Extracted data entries
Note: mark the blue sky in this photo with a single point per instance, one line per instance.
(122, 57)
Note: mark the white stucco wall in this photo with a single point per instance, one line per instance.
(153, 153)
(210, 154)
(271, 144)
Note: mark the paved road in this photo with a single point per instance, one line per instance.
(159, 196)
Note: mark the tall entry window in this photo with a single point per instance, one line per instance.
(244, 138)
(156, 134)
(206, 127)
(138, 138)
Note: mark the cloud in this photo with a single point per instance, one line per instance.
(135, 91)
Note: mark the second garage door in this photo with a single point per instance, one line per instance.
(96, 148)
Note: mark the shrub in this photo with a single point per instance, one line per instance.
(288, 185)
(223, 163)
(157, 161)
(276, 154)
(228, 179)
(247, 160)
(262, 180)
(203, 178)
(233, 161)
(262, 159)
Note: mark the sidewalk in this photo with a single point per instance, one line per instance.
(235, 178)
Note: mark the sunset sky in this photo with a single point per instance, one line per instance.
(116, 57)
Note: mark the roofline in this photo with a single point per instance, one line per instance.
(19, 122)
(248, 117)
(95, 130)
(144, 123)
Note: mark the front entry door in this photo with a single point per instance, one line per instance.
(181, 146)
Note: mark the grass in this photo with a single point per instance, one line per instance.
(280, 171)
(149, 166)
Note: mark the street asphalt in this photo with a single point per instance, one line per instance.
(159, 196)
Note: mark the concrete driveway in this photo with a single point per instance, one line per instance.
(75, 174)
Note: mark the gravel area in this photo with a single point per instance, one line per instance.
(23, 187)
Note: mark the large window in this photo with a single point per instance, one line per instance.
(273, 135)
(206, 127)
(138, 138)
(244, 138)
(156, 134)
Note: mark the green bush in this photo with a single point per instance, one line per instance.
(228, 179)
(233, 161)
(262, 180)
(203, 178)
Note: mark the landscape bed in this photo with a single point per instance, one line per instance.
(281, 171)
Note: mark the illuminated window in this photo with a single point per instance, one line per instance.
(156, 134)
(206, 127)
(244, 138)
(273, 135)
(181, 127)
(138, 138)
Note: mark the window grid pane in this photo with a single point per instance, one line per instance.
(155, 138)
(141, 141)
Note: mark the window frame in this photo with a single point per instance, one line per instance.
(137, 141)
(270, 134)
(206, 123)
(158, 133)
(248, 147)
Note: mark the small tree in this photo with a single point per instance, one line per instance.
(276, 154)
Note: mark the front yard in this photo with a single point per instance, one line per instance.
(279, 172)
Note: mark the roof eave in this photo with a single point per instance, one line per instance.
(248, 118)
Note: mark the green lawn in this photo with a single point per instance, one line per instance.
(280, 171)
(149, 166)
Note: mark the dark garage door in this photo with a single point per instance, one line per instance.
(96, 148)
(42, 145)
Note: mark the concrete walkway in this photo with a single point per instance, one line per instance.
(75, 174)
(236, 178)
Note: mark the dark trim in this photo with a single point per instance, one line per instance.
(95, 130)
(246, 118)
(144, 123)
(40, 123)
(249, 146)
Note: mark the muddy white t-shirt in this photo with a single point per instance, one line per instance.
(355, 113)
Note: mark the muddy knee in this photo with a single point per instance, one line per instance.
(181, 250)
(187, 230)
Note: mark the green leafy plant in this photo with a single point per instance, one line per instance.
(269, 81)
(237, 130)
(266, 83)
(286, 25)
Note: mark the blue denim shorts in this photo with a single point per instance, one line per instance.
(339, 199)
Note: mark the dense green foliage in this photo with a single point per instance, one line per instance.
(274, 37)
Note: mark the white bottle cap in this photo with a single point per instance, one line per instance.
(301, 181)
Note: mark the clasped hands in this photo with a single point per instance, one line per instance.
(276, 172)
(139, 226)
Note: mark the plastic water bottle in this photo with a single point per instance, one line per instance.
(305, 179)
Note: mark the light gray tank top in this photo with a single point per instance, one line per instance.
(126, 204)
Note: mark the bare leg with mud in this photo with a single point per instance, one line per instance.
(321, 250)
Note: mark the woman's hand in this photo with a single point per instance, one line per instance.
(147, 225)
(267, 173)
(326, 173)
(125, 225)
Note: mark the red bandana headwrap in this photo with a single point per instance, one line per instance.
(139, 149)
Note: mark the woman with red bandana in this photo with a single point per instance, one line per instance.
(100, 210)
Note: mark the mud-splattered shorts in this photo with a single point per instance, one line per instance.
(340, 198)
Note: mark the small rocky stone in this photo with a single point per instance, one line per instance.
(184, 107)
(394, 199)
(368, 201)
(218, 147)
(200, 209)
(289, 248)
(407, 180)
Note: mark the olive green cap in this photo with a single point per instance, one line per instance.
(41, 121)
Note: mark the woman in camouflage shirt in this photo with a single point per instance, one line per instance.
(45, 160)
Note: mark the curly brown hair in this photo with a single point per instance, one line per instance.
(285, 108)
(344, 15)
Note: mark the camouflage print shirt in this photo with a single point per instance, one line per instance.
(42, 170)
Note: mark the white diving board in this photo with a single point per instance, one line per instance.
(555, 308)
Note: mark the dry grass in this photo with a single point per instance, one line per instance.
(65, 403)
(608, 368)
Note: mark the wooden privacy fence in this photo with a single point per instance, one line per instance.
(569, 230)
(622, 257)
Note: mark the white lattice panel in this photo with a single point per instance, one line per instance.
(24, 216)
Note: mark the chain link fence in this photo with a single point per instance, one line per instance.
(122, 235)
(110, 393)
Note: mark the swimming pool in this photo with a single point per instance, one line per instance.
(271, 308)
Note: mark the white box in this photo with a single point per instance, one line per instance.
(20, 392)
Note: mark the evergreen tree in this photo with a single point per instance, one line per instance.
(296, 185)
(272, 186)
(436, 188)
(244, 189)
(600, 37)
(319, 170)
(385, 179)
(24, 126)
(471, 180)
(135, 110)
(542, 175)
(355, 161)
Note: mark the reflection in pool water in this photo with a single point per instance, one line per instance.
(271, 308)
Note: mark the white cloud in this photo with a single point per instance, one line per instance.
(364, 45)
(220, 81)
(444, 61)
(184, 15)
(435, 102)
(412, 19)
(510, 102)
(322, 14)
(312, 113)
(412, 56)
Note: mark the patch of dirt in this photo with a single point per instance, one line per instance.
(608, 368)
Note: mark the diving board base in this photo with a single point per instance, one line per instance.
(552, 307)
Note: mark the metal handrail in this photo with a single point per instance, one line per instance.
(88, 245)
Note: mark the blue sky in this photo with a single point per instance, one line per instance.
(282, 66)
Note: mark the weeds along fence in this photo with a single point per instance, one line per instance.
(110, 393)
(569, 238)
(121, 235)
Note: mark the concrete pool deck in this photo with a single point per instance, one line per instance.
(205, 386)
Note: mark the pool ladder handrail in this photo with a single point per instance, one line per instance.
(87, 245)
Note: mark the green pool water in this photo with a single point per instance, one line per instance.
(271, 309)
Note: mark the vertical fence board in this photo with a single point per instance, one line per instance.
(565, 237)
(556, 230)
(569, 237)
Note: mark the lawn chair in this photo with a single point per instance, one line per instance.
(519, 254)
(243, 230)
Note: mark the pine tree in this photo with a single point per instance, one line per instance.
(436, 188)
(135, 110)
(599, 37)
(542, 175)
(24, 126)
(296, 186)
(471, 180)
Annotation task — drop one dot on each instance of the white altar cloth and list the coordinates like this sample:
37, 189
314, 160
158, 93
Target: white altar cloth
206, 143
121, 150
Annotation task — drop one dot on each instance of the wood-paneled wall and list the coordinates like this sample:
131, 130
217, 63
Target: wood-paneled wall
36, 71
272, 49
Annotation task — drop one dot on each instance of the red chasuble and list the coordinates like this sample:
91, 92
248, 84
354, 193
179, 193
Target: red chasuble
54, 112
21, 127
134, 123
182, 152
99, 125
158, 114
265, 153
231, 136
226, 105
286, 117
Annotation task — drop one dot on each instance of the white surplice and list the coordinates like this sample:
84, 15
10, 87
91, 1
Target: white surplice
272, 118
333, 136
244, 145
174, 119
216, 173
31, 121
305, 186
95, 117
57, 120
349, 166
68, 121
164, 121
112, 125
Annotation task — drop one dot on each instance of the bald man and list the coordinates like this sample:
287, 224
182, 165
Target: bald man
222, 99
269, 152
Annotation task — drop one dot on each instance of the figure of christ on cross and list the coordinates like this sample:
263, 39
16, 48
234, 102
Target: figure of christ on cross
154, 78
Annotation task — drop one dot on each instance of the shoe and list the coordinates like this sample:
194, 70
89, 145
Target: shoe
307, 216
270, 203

The task >> In the entries, find the line containing "of the bald" and output it and all remaining lines exactly.

Problem solution >>
Annotation task — drop one dot on each instance of the bald man and list the coordinates like this sample:
287, 224
182, 165
Target: bald man
222, 99
269, 152
Annotation task — drop one dot on each instance of the figure of christ on cross and list the coordinates like this sample:
263, 39
16, 48
234, 102
Target: figure of christ on cross
154, 78
Annotation task — drop one dot on each instance of the shoe and list the coordinates like this sample:
194, 70
89, 145
Target: shoe
307, 216
270, 203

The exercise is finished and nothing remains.